══ RECORDS SUPPLIED ══

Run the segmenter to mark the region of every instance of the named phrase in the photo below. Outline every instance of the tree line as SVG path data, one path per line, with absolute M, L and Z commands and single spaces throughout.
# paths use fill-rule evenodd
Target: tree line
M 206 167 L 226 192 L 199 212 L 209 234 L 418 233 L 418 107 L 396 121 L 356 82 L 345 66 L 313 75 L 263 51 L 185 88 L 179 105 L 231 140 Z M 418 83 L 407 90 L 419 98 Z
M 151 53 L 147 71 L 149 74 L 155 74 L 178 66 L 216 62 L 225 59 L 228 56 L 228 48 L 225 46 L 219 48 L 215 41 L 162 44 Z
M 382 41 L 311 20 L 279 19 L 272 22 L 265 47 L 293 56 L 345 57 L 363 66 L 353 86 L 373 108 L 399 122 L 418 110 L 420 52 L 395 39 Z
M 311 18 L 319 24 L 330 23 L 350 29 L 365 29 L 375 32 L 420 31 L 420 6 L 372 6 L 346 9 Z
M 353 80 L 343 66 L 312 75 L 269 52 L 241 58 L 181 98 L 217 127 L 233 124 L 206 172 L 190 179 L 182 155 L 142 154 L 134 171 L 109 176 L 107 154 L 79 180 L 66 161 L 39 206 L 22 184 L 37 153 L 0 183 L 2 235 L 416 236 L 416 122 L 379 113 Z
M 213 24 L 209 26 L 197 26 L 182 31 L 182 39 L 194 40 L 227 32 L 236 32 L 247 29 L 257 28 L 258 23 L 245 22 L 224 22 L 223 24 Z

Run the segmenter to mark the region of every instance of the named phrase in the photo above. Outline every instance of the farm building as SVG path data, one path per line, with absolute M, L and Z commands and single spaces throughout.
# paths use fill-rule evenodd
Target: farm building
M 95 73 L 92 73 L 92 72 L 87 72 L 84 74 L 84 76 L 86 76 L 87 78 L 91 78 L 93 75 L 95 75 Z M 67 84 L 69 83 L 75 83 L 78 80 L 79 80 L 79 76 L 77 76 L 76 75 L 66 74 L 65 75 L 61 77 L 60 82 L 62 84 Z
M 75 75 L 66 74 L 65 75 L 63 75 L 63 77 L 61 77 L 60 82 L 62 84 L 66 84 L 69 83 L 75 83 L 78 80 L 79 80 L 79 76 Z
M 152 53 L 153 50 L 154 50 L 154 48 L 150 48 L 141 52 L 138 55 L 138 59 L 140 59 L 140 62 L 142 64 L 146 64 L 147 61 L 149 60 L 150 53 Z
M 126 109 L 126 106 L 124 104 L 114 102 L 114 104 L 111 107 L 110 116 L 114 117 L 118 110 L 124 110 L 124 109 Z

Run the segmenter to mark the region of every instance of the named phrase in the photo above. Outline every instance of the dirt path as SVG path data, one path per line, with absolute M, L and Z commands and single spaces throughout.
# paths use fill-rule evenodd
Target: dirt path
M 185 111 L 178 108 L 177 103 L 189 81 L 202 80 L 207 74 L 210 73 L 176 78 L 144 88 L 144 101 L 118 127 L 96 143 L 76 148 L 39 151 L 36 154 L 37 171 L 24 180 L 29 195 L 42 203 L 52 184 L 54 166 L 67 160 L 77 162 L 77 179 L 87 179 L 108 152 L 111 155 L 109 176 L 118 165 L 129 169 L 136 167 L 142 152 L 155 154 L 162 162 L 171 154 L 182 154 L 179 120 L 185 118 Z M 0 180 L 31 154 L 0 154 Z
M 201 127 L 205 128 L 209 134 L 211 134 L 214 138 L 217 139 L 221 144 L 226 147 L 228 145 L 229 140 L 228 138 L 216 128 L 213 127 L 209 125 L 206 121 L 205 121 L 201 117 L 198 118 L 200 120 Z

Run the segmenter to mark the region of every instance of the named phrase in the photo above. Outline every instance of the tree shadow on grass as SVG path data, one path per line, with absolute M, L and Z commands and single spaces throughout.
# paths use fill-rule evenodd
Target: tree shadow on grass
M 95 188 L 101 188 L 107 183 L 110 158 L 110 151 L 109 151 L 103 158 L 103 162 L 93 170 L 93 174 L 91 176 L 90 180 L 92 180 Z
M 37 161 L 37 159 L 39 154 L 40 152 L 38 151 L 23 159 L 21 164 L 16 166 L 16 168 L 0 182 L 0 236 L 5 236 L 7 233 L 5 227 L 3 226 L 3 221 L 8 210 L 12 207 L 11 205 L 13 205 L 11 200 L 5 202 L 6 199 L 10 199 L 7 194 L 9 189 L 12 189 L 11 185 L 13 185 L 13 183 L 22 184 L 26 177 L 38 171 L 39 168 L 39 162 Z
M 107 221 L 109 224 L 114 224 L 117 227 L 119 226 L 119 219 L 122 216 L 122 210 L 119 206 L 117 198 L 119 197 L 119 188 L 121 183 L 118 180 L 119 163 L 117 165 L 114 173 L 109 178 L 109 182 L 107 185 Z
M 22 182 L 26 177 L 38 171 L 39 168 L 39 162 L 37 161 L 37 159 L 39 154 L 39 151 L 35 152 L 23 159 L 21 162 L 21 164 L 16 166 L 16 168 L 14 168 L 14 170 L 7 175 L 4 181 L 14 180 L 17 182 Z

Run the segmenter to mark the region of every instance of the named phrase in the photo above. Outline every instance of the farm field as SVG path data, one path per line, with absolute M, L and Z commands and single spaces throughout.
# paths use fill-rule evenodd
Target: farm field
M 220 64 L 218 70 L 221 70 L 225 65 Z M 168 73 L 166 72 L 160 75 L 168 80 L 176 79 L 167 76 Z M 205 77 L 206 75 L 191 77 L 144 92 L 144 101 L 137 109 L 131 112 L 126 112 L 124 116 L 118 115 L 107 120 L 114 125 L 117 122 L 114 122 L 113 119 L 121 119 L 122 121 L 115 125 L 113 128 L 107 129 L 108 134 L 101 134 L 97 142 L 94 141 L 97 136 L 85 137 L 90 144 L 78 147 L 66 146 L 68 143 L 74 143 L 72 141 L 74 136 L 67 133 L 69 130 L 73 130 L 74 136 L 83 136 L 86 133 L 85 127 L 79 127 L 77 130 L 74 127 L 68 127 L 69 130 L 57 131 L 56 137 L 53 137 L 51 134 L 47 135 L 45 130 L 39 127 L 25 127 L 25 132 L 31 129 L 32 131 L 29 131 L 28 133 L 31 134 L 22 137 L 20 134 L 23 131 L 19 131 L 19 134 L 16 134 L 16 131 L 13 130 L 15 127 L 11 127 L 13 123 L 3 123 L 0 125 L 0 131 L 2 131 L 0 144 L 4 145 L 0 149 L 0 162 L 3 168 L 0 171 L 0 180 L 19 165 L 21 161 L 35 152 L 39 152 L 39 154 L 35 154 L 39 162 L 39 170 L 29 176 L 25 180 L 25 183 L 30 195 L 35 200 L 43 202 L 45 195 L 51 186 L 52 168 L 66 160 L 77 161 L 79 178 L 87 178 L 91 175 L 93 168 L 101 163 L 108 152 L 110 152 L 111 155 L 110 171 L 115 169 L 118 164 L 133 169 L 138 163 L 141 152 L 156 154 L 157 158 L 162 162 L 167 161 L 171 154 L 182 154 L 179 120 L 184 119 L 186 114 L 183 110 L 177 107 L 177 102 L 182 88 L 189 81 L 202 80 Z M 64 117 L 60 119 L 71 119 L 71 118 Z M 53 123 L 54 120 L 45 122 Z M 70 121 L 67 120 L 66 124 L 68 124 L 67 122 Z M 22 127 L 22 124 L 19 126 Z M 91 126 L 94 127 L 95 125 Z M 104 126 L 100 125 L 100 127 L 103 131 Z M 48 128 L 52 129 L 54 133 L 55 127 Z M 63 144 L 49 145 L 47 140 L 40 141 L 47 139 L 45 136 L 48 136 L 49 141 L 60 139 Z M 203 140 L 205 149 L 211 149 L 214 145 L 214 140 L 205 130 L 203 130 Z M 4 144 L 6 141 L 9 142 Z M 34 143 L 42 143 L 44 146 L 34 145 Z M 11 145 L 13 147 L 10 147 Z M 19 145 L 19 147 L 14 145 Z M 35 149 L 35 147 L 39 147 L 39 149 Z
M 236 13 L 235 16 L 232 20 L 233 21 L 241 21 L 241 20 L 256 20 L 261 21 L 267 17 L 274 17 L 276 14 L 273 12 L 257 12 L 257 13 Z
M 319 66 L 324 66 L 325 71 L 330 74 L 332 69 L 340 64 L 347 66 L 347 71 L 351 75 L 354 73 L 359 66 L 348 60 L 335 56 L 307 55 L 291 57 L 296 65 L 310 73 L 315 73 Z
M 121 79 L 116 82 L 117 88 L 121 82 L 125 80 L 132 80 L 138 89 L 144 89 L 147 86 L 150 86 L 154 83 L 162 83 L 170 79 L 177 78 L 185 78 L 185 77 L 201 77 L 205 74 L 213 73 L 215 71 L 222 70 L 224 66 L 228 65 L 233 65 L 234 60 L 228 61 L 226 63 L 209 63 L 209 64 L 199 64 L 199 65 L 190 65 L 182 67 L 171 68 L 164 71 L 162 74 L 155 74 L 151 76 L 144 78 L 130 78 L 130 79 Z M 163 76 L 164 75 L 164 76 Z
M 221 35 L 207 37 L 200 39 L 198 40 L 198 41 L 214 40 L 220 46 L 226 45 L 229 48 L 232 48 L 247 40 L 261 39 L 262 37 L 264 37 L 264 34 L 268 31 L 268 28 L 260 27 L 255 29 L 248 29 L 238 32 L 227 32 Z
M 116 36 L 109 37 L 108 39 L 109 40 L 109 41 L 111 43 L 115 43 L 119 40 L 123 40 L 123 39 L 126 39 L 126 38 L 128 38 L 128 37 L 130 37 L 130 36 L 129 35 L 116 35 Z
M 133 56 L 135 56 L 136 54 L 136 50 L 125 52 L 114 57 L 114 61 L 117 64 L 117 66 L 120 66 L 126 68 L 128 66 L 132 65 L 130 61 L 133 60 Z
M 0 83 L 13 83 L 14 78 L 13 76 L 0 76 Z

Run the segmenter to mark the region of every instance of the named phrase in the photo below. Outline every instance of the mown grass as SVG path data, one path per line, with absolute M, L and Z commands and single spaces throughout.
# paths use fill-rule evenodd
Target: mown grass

═══

DESCRIPTION OF THE TASK
Copy the lines above word for word, everything from the very first line down to the line containing "M 213 24 L 209", with both of those lines included.

ANSWER FOR THE TASK
Run the segmenter to mark the region of every instance of the named phrase in the photo below. Outline every instance of the tree line as SVG path data, one path per line, with absolute M, L and Z commands and single spaces throughout.
# paths use fill-rule evenodd
Target: tree line
M 206 167 L 226 192 L 199 212 L 209 234 L 418 233 L 418 107 L 396 121 L 356 82 L 345 66 L 313 75 L 263 51 L 185 88 L 179 105 L 231 140 Z M 418 83 L 407 90 L 419 98 Z
M 151 53 L 147 71 L 149 74 L 155 74 L 178 66 L 216 62 L 225 59 L 228 56 L 228 48 L 225 46 L 219 48 L 215 41 L 162 44 Z
M 382 41 L 311 20 L 279 19 L 272 22 L 265 47 L 293 56 L 345 57 L 363 66 L 353 86 L 373 108 L 399 122 L 418 110 L 420 52 L 395 39 Z
M 311 18 L 319 24 L 330 23 L 350 29 L 365 29 L 375 32 L 420 31 L 420 6 L 372 6 L 346 9 Z
M 353 80 L 343 66 L 312 75 L 269 52 L 241 58 L 181 98 L 217 127 L 233 124 L 206 172 L 190 179 L 182 155 L 142 154 L 134 171 L 109 176 L 107 154 L 79 180 L 66 161 L 39 206 L 22 184 L 37 153 L 0 183 L 2 235 L 416 236 L 416 122 L 379 113 Z
M 213 24 L 209 26 L 197 26 L 182 31 L 182 39 L 194 40 L 227 32 L 236 32 L 247 29 L 257 28 L 258 23 L 245 22 L 224 22 L 223 24 Z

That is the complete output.